[Pointing records]

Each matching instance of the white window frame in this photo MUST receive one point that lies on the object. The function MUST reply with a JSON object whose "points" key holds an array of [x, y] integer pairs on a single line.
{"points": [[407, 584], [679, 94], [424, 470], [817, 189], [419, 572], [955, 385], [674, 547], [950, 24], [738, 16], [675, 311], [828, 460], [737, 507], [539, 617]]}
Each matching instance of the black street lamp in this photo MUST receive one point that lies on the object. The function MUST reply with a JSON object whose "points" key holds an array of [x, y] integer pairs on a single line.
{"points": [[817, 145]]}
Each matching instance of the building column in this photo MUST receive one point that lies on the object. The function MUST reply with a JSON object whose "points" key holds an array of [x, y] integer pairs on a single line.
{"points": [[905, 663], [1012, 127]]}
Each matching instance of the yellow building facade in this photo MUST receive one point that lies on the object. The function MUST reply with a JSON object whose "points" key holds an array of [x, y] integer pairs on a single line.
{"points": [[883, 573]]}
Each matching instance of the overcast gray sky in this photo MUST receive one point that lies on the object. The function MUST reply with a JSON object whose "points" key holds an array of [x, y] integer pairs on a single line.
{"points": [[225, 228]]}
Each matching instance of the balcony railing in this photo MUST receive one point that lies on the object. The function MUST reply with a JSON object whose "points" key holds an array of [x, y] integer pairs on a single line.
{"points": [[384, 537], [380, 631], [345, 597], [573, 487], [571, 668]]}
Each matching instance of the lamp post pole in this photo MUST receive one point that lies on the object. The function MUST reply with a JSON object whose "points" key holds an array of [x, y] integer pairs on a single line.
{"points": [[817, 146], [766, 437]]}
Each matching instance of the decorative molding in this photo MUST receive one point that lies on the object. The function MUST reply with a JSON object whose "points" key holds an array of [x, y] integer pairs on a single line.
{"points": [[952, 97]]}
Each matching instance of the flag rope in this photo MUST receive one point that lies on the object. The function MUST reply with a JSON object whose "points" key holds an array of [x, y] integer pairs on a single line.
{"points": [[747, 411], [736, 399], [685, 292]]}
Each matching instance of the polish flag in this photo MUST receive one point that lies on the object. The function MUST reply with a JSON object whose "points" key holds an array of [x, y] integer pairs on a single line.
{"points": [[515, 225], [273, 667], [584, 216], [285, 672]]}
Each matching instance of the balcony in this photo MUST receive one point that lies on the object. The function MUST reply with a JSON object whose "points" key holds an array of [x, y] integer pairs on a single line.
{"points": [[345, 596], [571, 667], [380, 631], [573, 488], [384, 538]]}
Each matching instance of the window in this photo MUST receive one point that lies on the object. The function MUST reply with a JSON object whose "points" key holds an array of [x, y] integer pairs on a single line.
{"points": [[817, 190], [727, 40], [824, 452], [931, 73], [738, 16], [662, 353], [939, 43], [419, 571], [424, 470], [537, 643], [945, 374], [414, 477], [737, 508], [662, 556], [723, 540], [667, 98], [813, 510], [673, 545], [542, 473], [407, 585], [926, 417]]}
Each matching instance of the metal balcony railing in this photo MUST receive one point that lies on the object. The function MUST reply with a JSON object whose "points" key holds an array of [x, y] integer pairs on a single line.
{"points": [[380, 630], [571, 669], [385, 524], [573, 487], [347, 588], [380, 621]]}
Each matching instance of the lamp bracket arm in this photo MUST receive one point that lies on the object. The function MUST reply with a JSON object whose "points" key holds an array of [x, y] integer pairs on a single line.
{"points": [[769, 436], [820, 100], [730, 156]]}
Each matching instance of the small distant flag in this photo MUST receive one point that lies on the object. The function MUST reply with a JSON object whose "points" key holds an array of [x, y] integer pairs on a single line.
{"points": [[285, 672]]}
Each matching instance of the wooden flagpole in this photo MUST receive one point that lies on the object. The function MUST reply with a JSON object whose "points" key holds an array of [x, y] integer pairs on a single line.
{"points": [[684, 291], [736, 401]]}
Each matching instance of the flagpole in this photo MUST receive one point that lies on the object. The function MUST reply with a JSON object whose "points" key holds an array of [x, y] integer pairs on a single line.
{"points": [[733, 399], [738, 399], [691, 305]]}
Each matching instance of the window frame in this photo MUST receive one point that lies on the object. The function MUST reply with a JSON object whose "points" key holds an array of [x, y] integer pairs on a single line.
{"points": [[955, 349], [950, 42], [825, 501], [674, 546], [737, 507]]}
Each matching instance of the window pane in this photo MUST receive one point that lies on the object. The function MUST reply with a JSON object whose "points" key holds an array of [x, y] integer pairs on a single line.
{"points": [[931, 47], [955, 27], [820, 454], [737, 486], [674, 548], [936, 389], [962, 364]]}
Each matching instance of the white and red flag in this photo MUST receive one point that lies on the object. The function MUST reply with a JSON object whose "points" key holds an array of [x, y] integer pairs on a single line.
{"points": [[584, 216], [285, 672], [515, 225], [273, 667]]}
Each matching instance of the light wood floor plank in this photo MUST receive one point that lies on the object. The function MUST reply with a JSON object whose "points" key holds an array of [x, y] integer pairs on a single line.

TASK REQUIREMENTS:
Retype every entry word for word.

SOLUTION FOR THIS EXERCISE:
Each matching instance of the white window frame in this photo MUST receive one point that lies on the object. The function MUST reply with a JSON object whose "points" key holds an array of [x, y] integer pairs on a single line.
{"points": [[407, 584], [679, 94], [424, 470], [817, 189], [419, 572], [955, 385], [674, 547], [950, 24], [738, 16], [675, 311], [828, 460], [737, 507], [539, 617]]}
Each matching instance of the black street lamp in this photo MUST receive one point that lies on the object. The function MUST reply with a JSON object whose "points" key holds an array of [x, y] integer pairs on a single line.
{"points": [[817, 145]]}
Each matching instance of the building column in this photo MUST receive one point that lies on the object. The function MUST reply with a JSON object whose "points" key holds an array of [x, y] integer pairs on a single line.
{"points": [[905, 663], [1012, 127]]}
Each matching instance of the yellow building facade in this photo MUST receive one point that lies on the object. The function MUST reply with a JSON object whose "points" key holds an array of [x, y] integer pairs on a single line.
{"points": [[883, 573]]}
Each matching instance of the overcast gray sky in this photo MUST receive one point that lies on the object. The function MUST reply with a JSON object whose "points" key holds an array of [x, y] integer pairs on a single line.
{"points": [[225, 228]]}
Each matching instance of the balcony railing in this photo MUST receive one point that lies on the object. The function MUST reply with a JSON object whose "points" key holds an array of [x, y] integer pairs on a single line.
{"points": [[384, 537], [380, 631], [345, 597], [573, 487], [571, 668]]}
Each matching instance of the lamp post pole in this photo MUST receive one point that lies on the object. The function MUST reply with a JSON object whose "points" key holds an array of [x, y] integer pairs on a single line.
{"points": [[817, 146], [766, 437]]}
Each matching instance of the decorative molding in this photo MUST receive one point that lies on the object. The function MUST reply with a JSON object whose "points" key holds an array of [x, y] integer pairs on a single line.
{"points": [[952, 97]]}
Each matching instance of the flag rope in this photo MUST receive one point that lies on the object. The function MUST reply with a JSON object whose "points" key holds an array of [x, y] integer pairs on a single line.
{"points": [[747, 411], [736, 399], [685, 292]]}
Each matching instance of the polish flag in this photo MUST receive one point that lies on the object. The function MUST reply with a JSON object whose "points" key holds an array of [x, y] integer pairs on a single line.
{"points": [[515, 225], [273, 667], [584, 216], [285, 672]]}
Each matching instance of the balcony in this photo MUST receive one point that lies on the object. The function MUST reply with a JSON object whose "points" key holds an array of [x, y] integer pairs on a single line.
{"points": [[345, 596], [571, 667], [380, 631], [573, 488], [384, 538]]}
Each matching instance of the window in this photo MUST receive one point that lies on the object. The function MUST reply with a JSON object whose "points" key holds an array of [x, y] integer pairs on a single line.
{"points": [[817, 190], [727, 40], [824, 452], [931, 73], [738, 16], [662, 353], [939, 43], [419, 571], [424, 470], [537, 643], [945, 374], [414, 477], [737, 508], [662, 556], [723, 540], [667, 98], [813, 510], [673, 545], [542, 473], [407, 585], [926, 417]]}
Each matching instance of the metal balcony railing in this photo MUST receive one point that lies on the object. The function MUST reply with a JSON object whose "points" key holds an array of [x, y] integer pairs on a single line.
{"points": [[380, 630], [571, 669], [385, 524], [573, 487], [347, 588], [380, 621]]}
Each matching instance of the lamp bracket arm in this photo MUST receive one point that lies on the object. The function MUST reply with a JSON object whose "points" key holds an array of [x, y] integer pairs on a single line.
{"points": [[769, 436], [820, 100], [730, 156]]}
Each matching instance of the small distant flag in this photo MUST receive one point that lies on the object. The function MUST reply with a JSON object whose "points" key holds an array of [x, y] integer pairs on a single line.
{"points": [[285, 672]]}
Each matching instance of the wooden flagpole in this photo MUST receive one point that lies on the object. The function MUST reply with a JSON object whose "points" key holds an array of [x, y] integer pairs on a single line.
{"points": [[684, 291], [736, 401]]}
Each matching instance of the flagpole in this photo MUST receive one point that lies on the object. The function MUST reply with a JSON object whose "points" key holds an array of [x, y] integer pairs on a single line.
{"points": [[733, 399], [738, 399], [691, 305]]}
Each matching instance of the window frame in this photo MUST receive one point that lies on the object. The function MUST reply with a JSON object whose "points" key holds an array of [x, y] integer pairs on a single line.
{"points": [[955, 349], [950, 42], [825, 501], [674, 546], [737, 507]]}
Each matching instance of the window pane in this photo MUST receive one point that lies on the object. The function MUST reply with a JSON object whose "points" key holds an array of [x, y] integer pairs on a single line.
{"points": [[931, 47], [955, 27], [820, 454], [737, 486], [674, 548], [936, 389], [962, 364]]}
Each matching instance of the white and red flag in this photo MUST receive one point that lies on the object. The function MUST reply with a JSON object whose "points" key holds an array of [x, y] integer pairs on a single line.
{"points": [[584, 216], [285, 672], [515, 225], [273, 667]]}
Each matching instance of the light wood floor plank in this photo MUST receive one point that lies on the object. The function MUST reply with a JSON object whose "points" key holds an array of [x, y] integer pairs on a single line.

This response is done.